_Task brief_: Starting at the line that contains "Q: Mark a point on every instance of the dirt" and running down to the end of the records, copy those lines out again, changing "dirt patch" to "mud patch" and keeping everything else as it is.
--- Start Recorded data ---
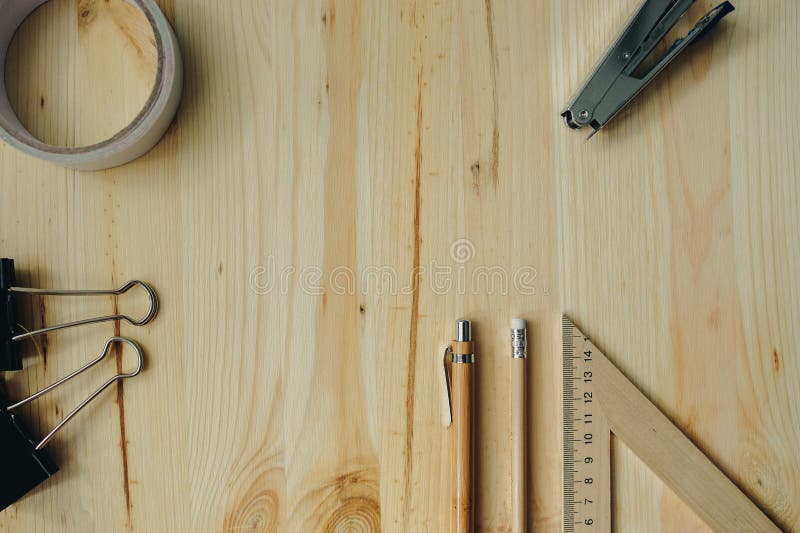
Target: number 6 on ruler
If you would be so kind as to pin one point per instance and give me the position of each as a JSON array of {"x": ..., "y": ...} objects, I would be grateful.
[{"x": 599, "y": 400}]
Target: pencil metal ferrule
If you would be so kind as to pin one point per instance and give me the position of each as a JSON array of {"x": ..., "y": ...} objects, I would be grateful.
[{"x": 519, "y": 343}]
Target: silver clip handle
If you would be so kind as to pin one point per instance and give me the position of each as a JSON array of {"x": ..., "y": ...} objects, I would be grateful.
[
  {"x": 151, "y": 313},
  {"x": 100, "y": 357}
]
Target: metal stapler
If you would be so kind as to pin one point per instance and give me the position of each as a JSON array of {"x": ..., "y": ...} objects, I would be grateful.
[{"x": 615, "y": 81}]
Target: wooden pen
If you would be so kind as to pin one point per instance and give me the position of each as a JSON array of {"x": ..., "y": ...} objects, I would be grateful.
[
  {"x": 518, "y": 410},
  {"x": 461, "y": 429}
]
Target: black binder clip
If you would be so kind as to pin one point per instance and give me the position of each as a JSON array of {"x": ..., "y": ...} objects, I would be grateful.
[
  {"x": 10, "y": 357},
  {"x": 614, "y": 81},
  {"x": 24, "y": 463}
]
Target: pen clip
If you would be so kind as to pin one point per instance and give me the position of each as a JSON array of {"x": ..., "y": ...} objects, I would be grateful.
[{"x": 446, "y": 403}]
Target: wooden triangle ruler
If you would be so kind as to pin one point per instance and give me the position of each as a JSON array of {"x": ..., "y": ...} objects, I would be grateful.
[{"x": 599, "y": 400}]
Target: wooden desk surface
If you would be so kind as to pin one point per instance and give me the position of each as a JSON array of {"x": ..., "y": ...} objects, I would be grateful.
[{"x": 344, "y": 180}]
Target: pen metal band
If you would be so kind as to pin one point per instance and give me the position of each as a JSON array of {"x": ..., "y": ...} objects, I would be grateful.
[
  {"x": 463, "y": 352},
  {"x": 463, "y": 358},
  {"x": 135, "y": 139}
]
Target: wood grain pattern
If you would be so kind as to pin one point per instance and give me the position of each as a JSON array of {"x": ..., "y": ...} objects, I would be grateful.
[{"x": 352, "y": 146}]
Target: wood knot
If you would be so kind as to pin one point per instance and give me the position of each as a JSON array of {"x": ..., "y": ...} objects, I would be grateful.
[
  {"x": 355, "y": 515},
  {"x": 258, "y": 514},
  {"x": 258, "y": 509},
  {"x": 87, "y": 12}
]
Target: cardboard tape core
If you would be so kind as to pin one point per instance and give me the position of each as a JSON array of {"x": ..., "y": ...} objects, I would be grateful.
[{"x": 135, "y": 139}]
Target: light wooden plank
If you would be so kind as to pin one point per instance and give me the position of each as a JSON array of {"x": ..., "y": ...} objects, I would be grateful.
[{"x": 322, "y": 134}]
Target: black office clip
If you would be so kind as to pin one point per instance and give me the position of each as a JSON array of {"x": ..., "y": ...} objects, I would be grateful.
[
  {"x": 24, "y": 464},
  {"x": 614, "y": 81},
  {"x": 10, "y": 357}
]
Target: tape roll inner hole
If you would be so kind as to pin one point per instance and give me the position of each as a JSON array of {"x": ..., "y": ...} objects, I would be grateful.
[{"x": 28, "y": 53}]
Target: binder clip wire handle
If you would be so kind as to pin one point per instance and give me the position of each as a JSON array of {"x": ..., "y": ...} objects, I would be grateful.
[
  {"x": 151, "y": 313},
  {"x": 92, "y": 396}
]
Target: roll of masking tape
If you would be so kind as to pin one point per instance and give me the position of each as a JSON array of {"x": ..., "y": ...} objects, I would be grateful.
[{"x": 132, "y": 141}]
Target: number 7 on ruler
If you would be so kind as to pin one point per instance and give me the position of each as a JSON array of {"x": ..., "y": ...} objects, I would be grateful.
[{"x": 599, "y": 400}]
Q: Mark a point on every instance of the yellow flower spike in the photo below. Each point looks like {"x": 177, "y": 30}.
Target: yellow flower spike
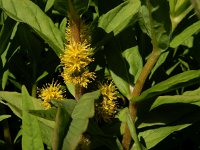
{"x": 76, "y": 57}
{"x": 81, "y": 79}
{"x": 50, "y": 91}
{"x": 108, "y": 107}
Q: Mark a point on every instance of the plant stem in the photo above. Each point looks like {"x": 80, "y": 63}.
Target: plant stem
{"x": 135, "y": 137}
{"x": 6, "y": 129}
{"x": 34, "y": 90}
{"x": 136, "y": 92}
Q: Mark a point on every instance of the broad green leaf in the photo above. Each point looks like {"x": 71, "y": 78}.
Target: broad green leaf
{"x": 154, "y": 136}
{"x": 37, "y": 19}
{"x": 2, "y": 117}
{"x": 49, "y": 114}
{"x": 79, "y": 5}
{"x": 31, "y": 136}
{"x": 160, "y": 61}
{"x": 83, "y": 110}
{"x": 190, "y": 97}
{"x": 180, "y": 80}
{"x": 120, "y": 17}
{"x": 14, "y": 101}
{"x": 154, "y": 16}
{"x": 185, "y": 34}
{"x": 169, "y": 109}
{"x": 124, "y": 61}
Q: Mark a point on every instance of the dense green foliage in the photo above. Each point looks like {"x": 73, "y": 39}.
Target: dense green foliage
{"x": 130, "y": 39}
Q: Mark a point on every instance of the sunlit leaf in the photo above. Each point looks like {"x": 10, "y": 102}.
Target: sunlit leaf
{"x": 37, "y": 19}
{"x": 120, "y": 17}
{"x": 185, "y": 34}
{"x": 180, "y": 80}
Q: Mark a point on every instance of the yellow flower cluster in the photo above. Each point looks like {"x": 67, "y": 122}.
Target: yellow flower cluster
{"x": 49, "y": 92}
{"x": 108, "y": 104}
{"x": 76, "y": 58}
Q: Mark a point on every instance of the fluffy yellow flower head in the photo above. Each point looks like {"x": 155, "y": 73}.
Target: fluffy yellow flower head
{"x": 76, "y": 57}
{"x": 50, "y": 91}
{"x": 108, "y": 104}
{"x": 75, "y": 60}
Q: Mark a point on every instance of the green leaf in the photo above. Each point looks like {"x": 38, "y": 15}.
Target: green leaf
{"x": 124, "y": 61}
{"x": 79, "y": 5}
{"x": 14, "y": 102}
{"x": 80, "y": 115}
{"x": 31, "y": 136}
{"x": 185, "y": 34}
{"x": 49, "y": 114}
{"x": 180, "y": 80}
{"x": 154, "y": 136}
{"x": 2, "y": 117}
{"x": 120, "y": 17}
{"x": 190, "y": 97}
{"x": 160, "y": 61}
{"x": 37, "y": 19}
{"x": 155, "y": 19}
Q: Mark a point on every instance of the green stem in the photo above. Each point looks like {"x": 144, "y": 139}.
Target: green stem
{"x": 136, "y": 92}
{"x": 34, "y": 90}
{"x": 6, "y": 129}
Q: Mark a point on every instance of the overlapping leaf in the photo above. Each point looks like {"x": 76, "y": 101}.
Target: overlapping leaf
{"x": 37, "y": 19}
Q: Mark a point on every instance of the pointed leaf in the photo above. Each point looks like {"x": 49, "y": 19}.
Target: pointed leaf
{"x": 37, "y": 19}
{"x": 120, "y": 17}
{"x": 2, "y": 117}
{"x": 180, "y": 80}
{"x": 124, "y": 62}
{"x": 185, "y": 34}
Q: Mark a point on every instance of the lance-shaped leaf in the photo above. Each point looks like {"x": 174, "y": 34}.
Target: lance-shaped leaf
{"x": 185, "y": 34}
{"x": 154, "y": 19}
{"x": 80, "y": 115}
{"x": 120, "y": 17}
{"x": 14, "y": 101}
{"x": 29, "y": 13}
{"x": 153, "y": 136}
{"x": 31, "y": 135}
{"x": 124, "y": 61}
{"x": 180, "y": 80}
{"x": 2, "y": 117}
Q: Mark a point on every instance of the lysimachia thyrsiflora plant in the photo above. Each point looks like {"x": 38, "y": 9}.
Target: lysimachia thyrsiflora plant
{"x": 93, "y": 74}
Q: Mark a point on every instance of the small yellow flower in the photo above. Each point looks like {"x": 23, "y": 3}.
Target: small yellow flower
{"x": 49, "y": 92}
{"x": 109, "y": 91}
{"x": 108, "y": 107}
{"x": 81, "y": 79}
{"x": 76, "y": 58}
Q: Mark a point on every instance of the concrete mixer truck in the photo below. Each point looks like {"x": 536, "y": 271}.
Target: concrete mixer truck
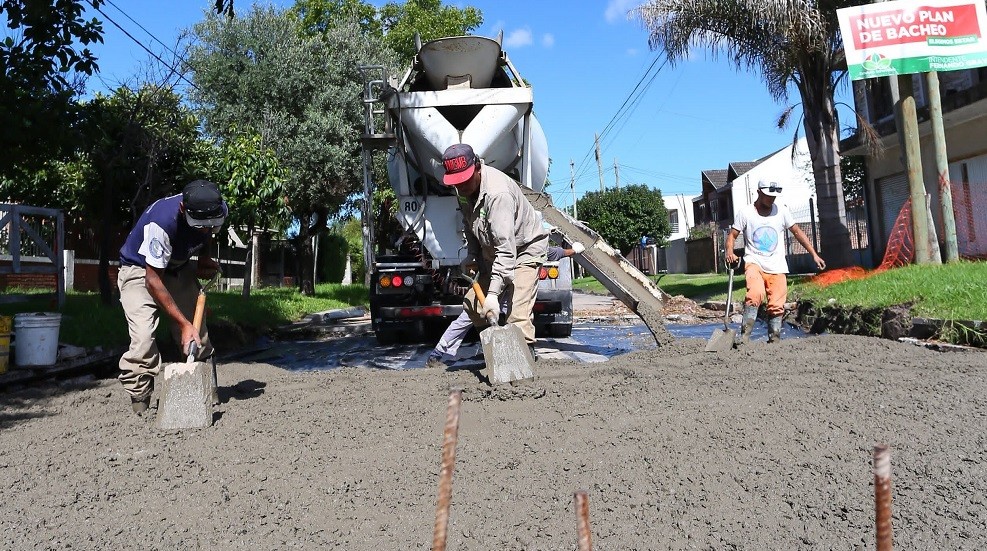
{"x": 458, "y": 90}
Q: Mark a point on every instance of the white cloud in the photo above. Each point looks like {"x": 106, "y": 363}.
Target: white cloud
{"x": 617, "y": 9}
{"x": 518, "y": 38}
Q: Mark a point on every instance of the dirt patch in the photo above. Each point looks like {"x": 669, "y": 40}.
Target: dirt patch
{"x": 893, "y": 322}
{"x": 768, "y": 447}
--- End Recorded data ---
_Exercise output_:
Q: Mark a point on every instance of the mud patch in the photo above. Each point looks like {"x": 669, "y": 40}.
Target: mud patch
{"x": 893, "y": 322}
{"x": 768, "y": 447}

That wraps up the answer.